Quoted passage section start

This month marks the 72nd anniversary of the last large explosive eruption of Kīlauea Volcano. The atypical "Hawaiian" eruption occurred in Halema'uma'u Crater when groundwater came into contact with hot rocks surrounding the magma. An intrusion drained magma away from the summit and caused a collapse within Halema'uma'u. This process created cracks within the conduit system, and subsurface water entering these cracks flashed into steam.

The rapid generation of a voluminous quantity of steam blasted the surrounding rocks and formed large, billowing clouds of pyroclastic material. Over a period of 13 days, a series of explosions sent ash columns four miles into the air and hurled eight-ton boulders half a mile away from the crater.

The year began with an active lava lake 165 feet below the rim in Halema'uma'u Crater. By February, the lake had drained away, and the floor of the crater sank 380 feet below the rim.

The subsidence at the summit was followed in March and April by an earthquake swarm that migrated away from the summit as magma intruded into the east rift zone. Ground cracks large enough for a cow to fall in (and did) appeared in the Kapoho area, and sections of the coastline sank as much as 14 feet.

The floor of Halema'uma'u sank again in late April, and, by May 6, had dropped 600 feet below the rim. Heavy rockfall and avalanches characterized this period of subsidence as the walls of Halema'uma'u were shaken loose by numerous earthquakes.

Quoted passage section end

• **Goal of the exercise**
Write out the part of the Kīlauea eruption passage that opens with the words containing "The rapid generation" and closes with "380 feet below the rim.", word for word.

Data section start

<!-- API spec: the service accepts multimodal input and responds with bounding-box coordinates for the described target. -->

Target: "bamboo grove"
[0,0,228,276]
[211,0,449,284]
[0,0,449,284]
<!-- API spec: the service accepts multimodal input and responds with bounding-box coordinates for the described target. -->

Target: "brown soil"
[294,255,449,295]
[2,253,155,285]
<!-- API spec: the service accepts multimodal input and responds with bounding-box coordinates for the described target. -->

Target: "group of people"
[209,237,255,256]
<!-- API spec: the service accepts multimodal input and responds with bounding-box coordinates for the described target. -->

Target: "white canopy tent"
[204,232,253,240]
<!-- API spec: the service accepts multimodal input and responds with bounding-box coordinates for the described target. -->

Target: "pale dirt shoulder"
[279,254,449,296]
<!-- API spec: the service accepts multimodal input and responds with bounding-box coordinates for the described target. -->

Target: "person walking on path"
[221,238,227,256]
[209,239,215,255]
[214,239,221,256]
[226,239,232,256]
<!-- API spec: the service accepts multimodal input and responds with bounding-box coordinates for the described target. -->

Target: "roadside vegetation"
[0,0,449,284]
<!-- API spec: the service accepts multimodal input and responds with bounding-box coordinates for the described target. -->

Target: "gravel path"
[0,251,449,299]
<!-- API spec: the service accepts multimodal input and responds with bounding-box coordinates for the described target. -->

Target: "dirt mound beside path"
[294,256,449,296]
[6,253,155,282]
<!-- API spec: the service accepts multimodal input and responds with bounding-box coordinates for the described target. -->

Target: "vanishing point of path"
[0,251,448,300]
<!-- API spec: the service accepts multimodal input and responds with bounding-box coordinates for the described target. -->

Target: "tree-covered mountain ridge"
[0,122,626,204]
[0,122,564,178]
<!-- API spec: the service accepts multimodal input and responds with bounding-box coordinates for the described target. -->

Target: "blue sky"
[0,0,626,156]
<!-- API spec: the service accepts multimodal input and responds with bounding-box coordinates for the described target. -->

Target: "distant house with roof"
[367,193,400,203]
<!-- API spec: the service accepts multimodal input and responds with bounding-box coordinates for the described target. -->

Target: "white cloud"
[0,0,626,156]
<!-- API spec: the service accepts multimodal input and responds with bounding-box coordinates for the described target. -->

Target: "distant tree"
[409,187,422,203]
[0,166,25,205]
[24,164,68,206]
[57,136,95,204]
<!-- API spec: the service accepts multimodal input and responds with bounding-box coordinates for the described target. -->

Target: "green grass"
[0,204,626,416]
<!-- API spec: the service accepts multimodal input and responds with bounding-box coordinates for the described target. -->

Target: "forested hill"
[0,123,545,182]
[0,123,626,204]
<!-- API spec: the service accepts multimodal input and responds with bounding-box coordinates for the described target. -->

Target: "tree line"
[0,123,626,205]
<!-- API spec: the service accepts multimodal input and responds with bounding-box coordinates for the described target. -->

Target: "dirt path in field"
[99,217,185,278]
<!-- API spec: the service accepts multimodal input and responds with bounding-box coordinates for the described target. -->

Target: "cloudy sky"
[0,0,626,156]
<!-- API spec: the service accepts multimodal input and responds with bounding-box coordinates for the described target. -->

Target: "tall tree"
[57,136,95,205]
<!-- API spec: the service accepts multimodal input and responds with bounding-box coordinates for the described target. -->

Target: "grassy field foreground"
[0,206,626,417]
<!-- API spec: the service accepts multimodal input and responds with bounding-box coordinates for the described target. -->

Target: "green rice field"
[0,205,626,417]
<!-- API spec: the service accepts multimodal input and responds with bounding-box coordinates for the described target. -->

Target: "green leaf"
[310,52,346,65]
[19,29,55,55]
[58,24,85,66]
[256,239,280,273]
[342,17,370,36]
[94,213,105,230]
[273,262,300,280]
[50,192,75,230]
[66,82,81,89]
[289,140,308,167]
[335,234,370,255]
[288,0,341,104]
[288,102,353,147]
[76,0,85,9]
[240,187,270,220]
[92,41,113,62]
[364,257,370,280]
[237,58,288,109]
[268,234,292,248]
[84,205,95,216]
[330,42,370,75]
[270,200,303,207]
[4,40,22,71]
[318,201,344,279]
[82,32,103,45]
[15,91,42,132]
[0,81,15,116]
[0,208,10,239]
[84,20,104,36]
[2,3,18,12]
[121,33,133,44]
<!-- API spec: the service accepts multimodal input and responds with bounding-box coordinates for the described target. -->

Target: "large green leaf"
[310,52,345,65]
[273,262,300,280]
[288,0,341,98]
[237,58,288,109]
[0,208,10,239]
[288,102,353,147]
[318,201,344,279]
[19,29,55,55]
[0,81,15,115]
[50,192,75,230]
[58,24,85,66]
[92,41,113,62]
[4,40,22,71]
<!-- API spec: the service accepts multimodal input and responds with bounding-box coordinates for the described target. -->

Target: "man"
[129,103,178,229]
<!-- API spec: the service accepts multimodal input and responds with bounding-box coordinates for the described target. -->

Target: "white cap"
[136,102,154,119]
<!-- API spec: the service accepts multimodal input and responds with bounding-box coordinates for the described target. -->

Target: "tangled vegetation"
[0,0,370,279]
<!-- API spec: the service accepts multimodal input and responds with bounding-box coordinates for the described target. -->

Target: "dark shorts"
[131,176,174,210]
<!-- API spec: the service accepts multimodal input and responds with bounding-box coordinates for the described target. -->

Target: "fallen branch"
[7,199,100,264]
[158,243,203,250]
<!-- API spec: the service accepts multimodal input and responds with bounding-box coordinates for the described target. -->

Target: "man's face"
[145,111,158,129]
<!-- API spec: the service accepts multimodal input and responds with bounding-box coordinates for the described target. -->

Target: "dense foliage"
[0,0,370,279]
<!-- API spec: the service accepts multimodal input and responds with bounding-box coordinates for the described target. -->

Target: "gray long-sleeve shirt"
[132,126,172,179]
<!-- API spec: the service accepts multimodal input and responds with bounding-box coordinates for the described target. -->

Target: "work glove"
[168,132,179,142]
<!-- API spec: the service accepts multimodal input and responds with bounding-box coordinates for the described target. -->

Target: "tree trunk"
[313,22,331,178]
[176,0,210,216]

Data section end

• **Solution to this exercise**
The rapid generation of a voluminous quantity of steam blasted the surrounding rocks and formed large, billowing clouds of pyroclastic material. Over a period of 13 days, a series of explosions sent ash columns four miles into the air and hurled eight-ton boulders half a mile away from the crater.

The year began with an active lava lake 165 feet below the rim in Halema'uma'u Crater. By February, the lake had drained away, and the floor of the crater sank 380 feet below the rim.